### [Article]
I’m getting a lot of mileage just using the nearby bike trails. I ride out to the park almost every day to fly. The two most common spots that I fly aren’t far away. One is a 1.5 mile round trip, the other is less than half that distance.

One of those spots can’t be reached by car. If we drove, we’d have to walk at least 1,500 feet. That’s at least five minutes of walking while carrying all our gear—my backpack full of drone gear is nearly 30 pounds! None of us want to walk. We want to fly—we do enough walking when we crash.

Does the Hover-1 XLS really have a 15 mile range?

Not in my experience. One day, I decided to see just how far my city’s bike trails actually go. The maps around the park claim there are six or seven miles worth of trails. I didn’t take a direct route, though. I explored several dead ends, and I didn’t start with a full battery—I had taken a 1.5 mile trip from the day before, and I didn’t charge the battery.

I crossed under a highway about six miles into my journey. When I looked up, I could see the sign stating that the folks heading north were about to cross into the next city. The path crossed underneath the freeway, and I was able to follow the path south for about a quarter mile. That’s when I decided to turn around to head home—I hadn’t even flown any of my quads yet!

I made it another two or three miles before I ran out of battery. I was surprised, because the display claimed I still had nearly half my battery remaining. I had to push the bike nearly half a mile and wait for my wife to come pick me up. It was 98 degrees outside that day. Pushing this bike in the sun was not fun! Especially since I was hunched over the handlebars while being weighed down by my heavy backpack.

Hover-1 XLS Folding Electric Scooter

I don’t know for certain how far I rode on that charge. The trip odometer automatically resets when you turn off the bike, and I stopped to wander around off the trail several times. Before stopping the first time, though, I subtracted the current reading of the trip odometer from the main odometer, so I was able to do some math when I got home.

I rode 7.6 miles that day. Adding the 1.5 mile trip from the previous day puts my total at 9.1 miles. There’s a slim chance that I had not just one 1.5 mile trip already logged on that charger, but I don’t believe that I did, and I have no plans to repeat this process to find out for sure!

I’m heavy, and the Hover-1 XLS hates hills

I’m about 6’ tall and 220 pounds. I had to pack light the day I ran out of juice—my backpack was only 12 pounds.

I grew up in a rather hilly city in Pennsylvania. When I was a kid, riding away from my house on my dirt bike was awesome—it was all down hill! Riding back up the hill to repeat the fun was an arduous task. When I was small, I was barely heavy enough to exert enough force to push the pedal down when trying to get back up that hill. Even when I got bigger, that hill was still tiresome.

### [Listed entries]
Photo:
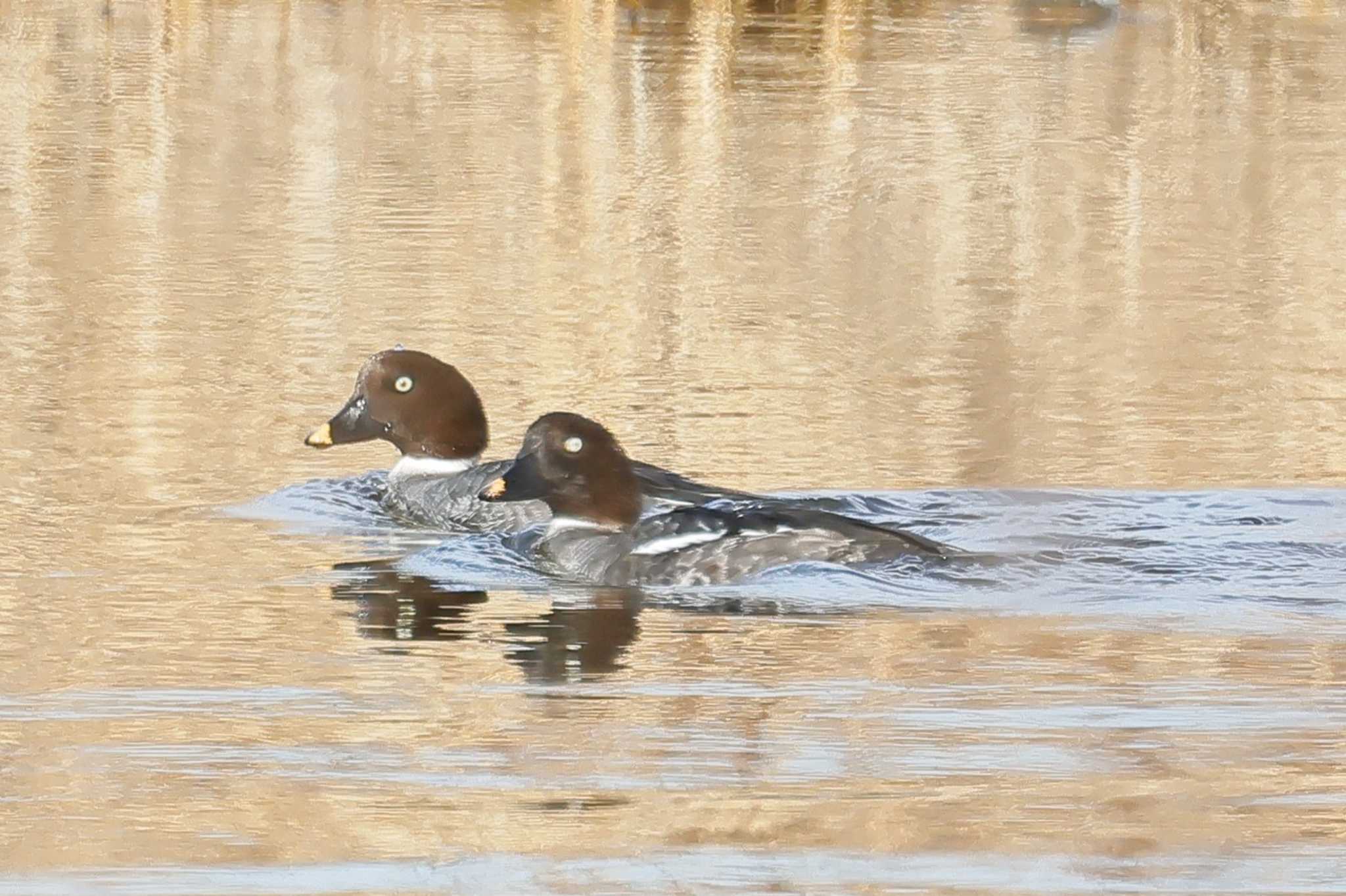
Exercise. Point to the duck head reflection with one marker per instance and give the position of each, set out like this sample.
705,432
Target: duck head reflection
570,642
395,606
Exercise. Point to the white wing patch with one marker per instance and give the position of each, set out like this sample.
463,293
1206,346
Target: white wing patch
665,544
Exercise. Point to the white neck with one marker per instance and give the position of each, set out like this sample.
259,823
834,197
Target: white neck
562,524
413,466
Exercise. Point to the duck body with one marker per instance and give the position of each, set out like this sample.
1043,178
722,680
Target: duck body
431,413
597,532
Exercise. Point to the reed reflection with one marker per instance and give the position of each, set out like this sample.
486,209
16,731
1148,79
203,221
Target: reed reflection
1067,18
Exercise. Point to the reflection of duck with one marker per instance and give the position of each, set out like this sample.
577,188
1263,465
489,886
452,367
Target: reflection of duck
578,642
559,645
394,606
1067,16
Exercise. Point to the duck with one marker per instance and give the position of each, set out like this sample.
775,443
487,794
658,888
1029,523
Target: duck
597,533
431,413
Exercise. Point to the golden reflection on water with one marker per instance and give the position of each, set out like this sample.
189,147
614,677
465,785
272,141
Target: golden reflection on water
863,245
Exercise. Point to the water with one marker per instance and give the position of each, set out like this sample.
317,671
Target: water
1059,284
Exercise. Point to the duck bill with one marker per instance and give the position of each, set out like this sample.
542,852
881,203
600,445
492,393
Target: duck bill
350,424
521,482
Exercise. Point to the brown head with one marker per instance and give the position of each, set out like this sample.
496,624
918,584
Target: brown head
416,401
576,467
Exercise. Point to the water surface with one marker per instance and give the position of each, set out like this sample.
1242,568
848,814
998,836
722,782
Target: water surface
1054,282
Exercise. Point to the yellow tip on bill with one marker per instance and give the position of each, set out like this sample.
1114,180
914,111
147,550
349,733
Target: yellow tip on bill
321,437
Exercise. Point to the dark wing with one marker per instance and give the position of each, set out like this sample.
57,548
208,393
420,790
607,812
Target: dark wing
847,526
665,485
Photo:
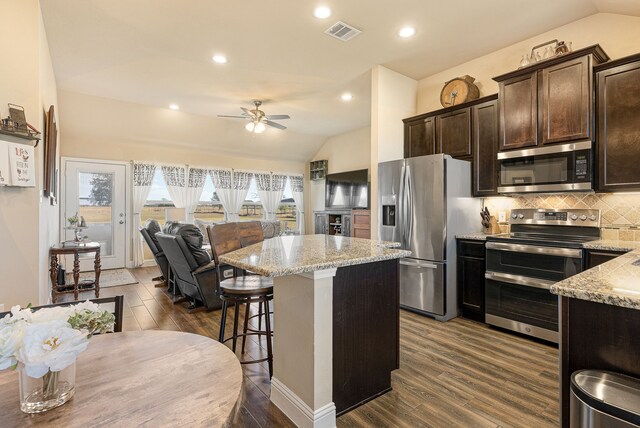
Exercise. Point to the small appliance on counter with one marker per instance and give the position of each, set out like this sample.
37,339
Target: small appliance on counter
545,246
423,203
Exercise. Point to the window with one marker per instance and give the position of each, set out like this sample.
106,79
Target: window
252,207
287,212
157,200
209,208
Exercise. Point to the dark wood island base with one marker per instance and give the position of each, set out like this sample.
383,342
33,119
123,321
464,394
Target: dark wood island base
366,332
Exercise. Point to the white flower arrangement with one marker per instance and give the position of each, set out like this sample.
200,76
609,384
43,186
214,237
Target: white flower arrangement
49,339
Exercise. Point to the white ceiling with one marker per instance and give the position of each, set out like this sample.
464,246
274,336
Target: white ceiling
155,53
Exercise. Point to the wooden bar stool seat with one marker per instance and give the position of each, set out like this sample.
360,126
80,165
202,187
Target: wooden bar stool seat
247,285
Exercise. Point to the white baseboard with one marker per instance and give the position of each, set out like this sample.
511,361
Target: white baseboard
298,411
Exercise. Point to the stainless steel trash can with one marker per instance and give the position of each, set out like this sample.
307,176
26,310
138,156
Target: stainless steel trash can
602,399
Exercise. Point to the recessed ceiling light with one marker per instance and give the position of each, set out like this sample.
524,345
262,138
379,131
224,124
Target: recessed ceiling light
322,12
406,32
220,59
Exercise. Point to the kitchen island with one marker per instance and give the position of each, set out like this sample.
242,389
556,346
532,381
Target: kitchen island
599,321
336,321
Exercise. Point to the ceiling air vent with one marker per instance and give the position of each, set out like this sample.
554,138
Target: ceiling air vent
342,31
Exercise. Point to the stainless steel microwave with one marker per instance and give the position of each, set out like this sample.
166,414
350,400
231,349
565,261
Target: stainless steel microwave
558,168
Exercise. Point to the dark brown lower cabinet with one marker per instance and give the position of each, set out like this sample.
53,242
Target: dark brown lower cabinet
597,257
470,276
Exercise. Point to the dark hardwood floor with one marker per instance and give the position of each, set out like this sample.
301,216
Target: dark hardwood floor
455,374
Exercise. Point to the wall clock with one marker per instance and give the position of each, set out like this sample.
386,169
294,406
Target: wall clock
459,90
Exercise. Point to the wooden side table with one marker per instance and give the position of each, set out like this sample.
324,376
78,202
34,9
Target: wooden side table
76,249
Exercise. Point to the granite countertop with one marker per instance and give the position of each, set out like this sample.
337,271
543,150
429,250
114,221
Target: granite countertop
288,255
616,282
612,245
474,236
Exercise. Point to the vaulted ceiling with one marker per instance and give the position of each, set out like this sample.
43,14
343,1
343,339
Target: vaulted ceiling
156,53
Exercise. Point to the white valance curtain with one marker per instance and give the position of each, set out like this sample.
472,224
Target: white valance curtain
231,187
270,189
193,191
297,190
142,180
175,178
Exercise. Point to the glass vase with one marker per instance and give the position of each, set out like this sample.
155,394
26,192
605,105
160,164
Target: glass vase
38,395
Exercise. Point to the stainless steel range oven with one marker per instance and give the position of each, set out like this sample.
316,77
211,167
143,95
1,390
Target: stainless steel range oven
544,246
558,168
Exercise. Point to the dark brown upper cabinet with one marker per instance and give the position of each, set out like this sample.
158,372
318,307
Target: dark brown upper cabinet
519,112
485,137
618,136
454,133
548,102
468,131
419,136
566,101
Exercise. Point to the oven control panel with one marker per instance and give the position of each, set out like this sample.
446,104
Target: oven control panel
568,217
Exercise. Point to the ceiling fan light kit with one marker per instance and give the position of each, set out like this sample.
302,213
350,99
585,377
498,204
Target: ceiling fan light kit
258,121
256,127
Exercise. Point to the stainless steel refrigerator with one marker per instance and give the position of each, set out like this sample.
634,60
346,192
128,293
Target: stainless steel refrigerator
423,203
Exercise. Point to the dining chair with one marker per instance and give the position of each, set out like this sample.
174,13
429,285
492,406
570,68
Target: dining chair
239,290
112,304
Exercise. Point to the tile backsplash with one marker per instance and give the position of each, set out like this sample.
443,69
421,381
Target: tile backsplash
620,212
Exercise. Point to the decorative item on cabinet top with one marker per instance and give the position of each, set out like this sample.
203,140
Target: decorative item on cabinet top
16,125
318,169
552,49
458,91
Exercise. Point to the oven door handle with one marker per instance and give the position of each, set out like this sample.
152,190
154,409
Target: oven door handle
418,264
520,280
531,249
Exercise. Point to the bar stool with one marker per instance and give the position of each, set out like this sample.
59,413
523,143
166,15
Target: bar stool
250,232
240,290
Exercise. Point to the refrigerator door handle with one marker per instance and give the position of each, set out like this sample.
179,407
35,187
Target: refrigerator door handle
409,213
401,208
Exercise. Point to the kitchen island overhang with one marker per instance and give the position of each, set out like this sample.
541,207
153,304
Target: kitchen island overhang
336,321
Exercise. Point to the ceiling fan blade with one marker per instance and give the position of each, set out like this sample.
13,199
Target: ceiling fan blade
249,112
275,124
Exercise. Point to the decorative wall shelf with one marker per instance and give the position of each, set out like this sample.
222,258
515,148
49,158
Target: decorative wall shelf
26,137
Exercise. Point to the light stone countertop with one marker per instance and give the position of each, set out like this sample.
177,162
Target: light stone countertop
289,255
616,282
612,245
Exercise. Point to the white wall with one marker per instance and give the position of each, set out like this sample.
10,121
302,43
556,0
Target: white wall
619,35
49,214
345,152
27,224
393,98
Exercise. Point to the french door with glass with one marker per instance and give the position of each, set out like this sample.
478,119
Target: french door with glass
96,191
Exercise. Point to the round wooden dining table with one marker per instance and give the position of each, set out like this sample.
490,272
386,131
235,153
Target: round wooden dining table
150,378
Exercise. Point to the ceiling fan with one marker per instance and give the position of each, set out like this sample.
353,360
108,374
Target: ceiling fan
258,121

### [Short problem]
Copy a passage verbatim from the Hover-1 XLS text, beginning with the words "I grew up in" and ending after the words "was still tiresome.".

### [Response to this exercise]
I grew up in a rather hilly city in Pennsylvania. When I was a kid, riding away from my house on my dirt bike was awesome—it was all down hill! Riding back up the hill to repeat the fun was an arduous task. When I was small, I was barely heavy enough to exert enough force to push the pedal down when trying to get back up that hill. Even when I got bigger, that hill was still tiresome.